▸ **OBJECTIVE**
How many lines of the material below contain the word "shoulder"? Give only the number.

▸ **SOURCE DATA**
┏━━
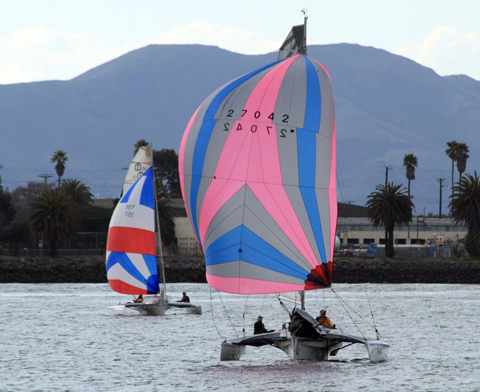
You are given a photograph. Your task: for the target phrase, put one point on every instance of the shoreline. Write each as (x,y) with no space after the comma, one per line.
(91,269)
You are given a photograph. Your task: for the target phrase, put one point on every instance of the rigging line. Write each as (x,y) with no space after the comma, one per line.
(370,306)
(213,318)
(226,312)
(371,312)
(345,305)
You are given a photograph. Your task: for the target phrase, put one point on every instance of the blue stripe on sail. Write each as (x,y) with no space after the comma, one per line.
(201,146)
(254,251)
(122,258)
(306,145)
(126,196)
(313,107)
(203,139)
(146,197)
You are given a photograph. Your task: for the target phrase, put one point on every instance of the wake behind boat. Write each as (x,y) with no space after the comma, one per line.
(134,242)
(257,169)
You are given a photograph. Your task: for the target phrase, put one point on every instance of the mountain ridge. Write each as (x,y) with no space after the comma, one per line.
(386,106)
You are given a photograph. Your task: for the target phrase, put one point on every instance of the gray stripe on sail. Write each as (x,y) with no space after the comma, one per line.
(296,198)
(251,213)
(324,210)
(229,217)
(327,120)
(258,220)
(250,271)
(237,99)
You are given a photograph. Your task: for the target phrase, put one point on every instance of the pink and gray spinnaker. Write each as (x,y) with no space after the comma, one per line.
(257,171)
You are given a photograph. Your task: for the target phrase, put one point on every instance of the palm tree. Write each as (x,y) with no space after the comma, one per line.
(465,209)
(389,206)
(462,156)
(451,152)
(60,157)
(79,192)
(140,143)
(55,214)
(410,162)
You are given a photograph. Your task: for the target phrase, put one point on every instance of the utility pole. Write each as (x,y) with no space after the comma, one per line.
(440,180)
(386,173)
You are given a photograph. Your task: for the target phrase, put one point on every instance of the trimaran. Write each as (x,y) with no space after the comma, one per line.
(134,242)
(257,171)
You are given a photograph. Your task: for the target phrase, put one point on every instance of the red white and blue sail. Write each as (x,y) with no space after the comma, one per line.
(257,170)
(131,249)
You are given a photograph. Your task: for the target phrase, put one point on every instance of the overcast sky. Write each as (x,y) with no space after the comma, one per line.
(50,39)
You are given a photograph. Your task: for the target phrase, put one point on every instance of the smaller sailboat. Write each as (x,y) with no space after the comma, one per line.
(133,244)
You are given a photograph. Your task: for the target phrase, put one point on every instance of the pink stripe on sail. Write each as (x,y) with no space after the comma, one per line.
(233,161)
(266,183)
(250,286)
┗━━
┏━━
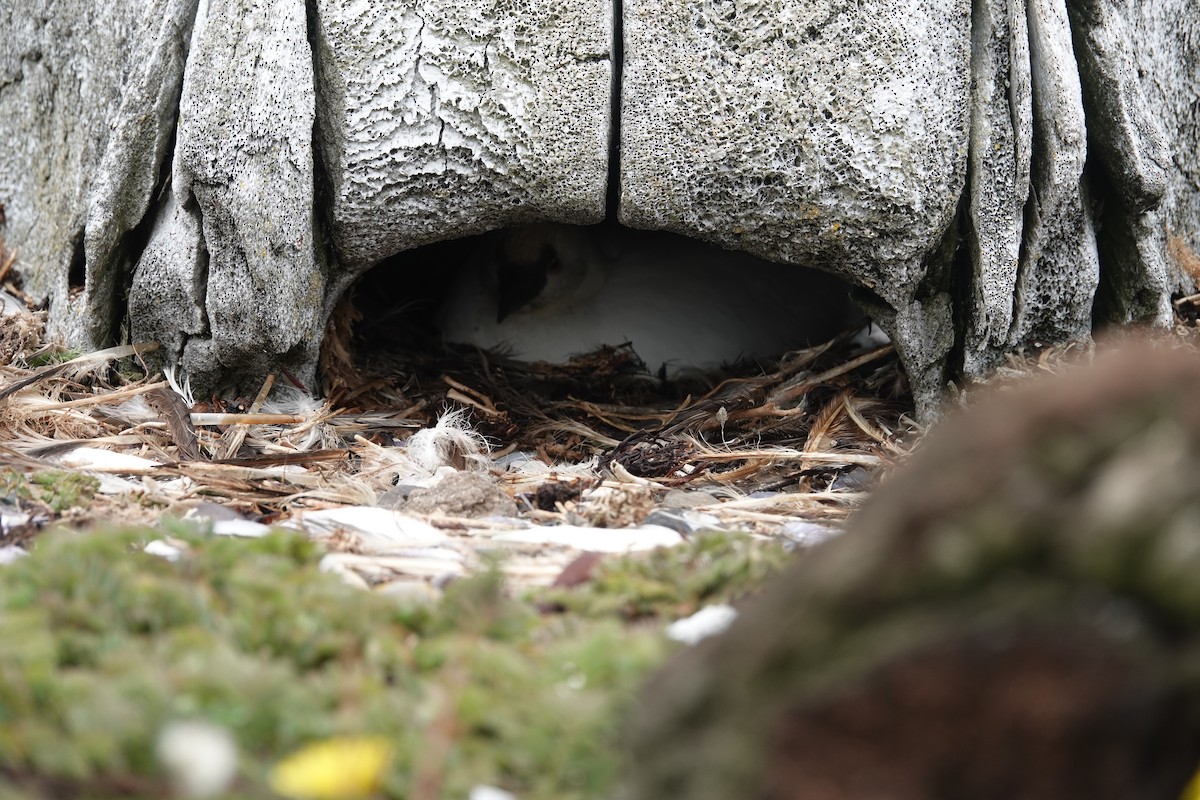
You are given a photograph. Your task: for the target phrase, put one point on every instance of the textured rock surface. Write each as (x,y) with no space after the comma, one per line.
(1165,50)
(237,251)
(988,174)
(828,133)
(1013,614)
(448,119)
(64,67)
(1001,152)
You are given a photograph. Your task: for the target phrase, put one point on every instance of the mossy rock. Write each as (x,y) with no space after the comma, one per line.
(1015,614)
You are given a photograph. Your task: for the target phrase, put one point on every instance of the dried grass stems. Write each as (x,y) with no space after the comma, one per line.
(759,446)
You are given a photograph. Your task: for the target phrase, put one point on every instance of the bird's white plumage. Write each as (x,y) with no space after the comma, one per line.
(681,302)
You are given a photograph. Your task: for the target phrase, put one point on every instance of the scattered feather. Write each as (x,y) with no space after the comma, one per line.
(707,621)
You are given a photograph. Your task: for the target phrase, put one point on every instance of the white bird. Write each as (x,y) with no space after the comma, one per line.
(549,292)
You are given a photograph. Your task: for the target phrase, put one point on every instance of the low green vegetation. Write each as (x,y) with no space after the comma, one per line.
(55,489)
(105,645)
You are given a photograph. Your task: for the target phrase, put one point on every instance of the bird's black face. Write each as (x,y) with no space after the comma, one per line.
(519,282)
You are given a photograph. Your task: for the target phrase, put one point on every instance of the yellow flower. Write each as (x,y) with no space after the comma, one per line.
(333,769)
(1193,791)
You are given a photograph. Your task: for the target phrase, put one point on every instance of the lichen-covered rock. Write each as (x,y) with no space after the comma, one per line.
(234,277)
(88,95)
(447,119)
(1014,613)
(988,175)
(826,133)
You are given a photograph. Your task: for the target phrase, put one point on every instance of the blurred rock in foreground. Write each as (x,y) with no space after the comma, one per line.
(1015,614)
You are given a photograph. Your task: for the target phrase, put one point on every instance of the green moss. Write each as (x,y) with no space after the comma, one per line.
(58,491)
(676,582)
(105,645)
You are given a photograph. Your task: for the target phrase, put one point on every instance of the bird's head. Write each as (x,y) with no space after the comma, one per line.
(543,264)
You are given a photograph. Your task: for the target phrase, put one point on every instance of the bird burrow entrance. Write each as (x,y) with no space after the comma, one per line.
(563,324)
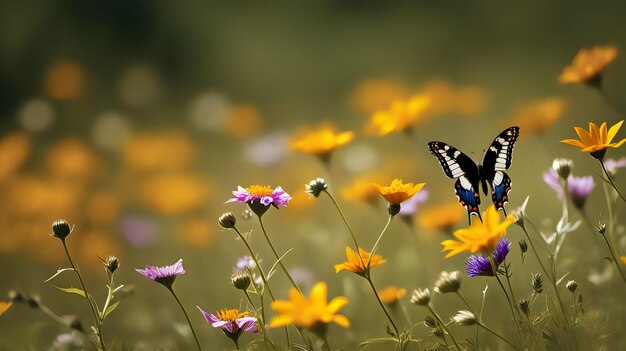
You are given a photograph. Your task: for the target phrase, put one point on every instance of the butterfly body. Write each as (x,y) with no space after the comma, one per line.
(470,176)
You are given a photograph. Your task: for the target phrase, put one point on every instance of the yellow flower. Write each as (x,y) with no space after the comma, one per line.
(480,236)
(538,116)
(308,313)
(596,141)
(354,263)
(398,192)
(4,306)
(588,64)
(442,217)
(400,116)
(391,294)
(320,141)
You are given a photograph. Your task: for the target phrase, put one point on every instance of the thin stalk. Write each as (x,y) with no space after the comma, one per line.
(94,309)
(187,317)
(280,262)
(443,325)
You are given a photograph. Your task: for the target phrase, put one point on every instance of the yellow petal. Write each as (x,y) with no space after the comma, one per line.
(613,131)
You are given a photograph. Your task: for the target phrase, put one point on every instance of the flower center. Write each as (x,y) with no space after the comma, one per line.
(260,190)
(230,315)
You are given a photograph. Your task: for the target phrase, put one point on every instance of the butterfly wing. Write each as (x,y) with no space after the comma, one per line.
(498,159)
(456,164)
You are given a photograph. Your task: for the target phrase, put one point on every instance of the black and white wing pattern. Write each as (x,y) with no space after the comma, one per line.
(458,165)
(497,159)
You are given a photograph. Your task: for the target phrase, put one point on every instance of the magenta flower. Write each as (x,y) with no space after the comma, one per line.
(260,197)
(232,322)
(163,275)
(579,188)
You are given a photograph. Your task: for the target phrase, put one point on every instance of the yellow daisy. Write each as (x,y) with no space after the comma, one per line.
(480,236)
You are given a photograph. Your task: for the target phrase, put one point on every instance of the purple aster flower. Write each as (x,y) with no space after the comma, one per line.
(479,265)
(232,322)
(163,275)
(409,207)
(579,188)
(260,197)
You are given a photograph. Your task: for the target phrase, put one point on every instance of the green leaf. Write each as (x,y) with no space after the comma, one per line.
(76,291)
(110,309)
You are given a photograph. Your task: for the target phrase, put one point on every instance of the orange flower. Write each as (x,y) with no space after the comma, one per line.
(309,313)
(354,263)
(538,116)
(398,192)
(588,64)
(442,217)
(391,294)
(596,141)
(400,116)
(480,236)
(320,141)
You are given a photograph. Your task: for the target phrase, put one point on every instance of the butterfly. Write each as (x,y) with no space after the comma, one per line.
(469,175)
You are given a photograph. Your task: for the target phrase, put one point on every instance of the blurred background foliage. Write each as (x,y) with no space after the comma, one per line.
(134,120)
┗━━
┏━━
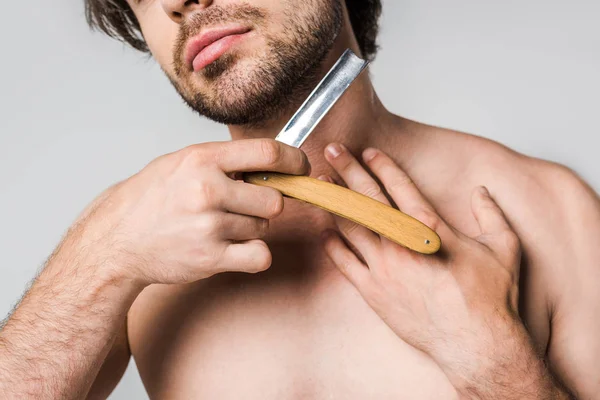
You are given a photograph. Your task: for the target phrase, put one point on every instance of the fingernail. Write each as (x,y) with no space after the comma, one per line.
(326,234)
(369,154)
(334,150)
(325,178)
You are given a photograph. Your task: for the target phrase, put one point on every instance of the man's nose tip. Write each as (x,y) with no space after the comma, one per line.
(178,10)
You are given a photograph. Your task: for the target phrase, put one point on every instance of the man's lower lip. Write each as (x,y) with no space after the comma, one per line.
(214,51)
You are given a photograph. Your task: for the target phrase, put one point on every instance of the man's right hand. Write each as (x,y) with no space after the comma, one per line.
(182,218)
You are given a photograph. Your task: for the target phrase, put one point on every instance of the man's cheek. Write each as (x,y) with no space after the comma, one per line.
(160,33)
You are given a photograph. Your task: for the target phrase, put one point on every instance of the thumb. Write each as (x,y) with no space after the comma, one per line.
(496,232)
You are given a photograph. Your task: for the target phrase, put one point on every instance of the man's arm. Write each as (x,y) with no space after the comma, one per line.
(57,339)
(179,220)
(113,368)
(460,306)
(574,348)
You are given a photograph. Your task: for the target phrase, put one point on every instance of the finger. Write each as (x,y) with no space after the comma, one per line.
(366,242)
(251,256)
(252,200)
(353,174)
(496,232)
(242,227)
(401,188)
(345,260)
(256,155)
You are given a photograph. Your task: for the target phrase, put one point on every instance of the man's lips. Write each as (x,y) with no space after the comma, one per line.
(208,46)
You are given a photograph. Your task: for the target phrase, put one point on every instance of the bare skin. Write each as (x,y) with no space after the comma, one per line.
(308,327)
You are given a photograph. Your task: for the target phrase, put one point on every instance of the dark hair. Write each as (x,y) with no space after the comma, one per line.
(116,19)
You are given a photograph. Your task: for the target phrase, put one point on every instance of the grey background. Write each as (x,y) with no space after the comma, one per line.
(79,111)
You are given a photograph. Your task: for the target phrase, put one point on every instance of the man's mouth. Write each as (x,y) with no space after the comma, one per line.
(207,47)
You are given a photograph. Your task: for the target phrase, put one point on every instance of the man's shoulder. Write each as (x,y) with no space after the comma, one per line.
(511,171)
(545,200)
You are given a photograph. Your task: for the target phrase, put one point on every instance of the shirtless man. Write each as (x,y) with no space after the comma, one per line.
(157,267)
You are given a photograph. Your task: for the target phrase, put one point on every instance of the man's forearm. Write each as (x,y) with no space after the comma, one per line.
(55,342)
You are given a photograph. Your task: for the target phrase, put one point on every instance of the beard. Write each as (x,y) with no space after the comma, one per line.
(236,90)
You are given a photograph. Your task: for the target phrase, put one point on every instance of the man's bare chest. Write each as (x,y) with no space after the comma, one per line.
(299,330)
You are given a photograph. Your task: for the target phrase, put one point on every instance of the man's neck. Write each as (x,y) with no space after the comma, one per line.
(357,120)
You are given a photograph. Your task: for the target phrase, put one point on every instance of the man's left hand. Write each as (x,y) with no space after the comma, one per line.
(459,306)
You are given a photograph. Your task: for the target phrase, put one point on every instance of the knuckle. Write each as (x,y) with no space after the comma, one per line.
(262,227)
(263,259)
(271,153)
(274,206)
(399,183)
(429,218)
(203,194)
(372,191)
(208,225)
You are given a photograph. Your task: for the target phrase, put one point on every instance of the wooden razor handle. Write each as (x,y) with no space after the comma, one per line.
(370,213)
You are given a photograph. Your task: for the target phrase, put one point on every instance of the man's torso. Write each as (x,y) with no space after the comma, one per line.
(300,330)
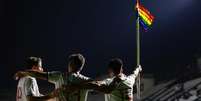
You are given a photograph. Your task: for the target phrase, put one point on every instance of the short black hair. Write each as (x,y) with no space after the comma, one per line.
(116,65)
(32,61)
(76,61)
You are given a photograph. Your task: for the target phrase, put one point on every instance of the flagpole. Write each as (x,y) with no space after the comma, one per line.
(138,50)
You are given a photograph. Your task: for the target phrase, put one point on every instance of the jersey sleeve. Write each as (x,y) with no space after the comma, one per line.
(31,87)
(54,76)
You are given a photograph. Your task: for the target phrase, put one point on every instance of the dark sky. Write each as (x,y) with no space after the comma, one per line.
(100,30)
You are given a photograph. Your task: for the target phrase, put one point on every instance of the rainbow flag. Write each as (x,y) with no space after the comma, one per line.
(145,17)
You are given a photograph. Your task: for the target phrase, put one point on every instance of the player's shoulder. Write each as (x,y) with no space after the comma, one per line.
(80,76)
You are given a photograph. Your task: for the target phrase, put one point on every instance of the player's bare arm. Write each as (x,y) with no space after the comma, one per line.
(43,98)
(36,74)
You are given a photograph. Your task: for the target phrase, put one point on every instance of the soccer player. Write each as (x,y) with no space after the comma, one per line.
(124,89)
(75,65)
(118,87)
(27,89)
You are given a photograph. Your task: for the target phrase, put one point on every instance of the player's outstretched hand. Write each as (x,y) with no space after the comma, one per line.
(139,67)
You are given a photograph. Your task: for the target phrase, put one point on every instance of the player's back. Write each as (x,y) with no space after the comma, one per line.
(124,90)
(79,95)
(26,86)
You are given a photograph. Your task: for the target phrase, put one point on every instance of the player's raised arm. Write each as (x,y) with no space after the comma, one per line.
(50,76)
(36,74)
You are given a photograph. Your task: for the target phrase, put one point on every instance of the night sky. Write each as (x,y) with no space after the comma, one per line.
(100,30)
┗━━
▸ **ANSWER TO THE TASK**
2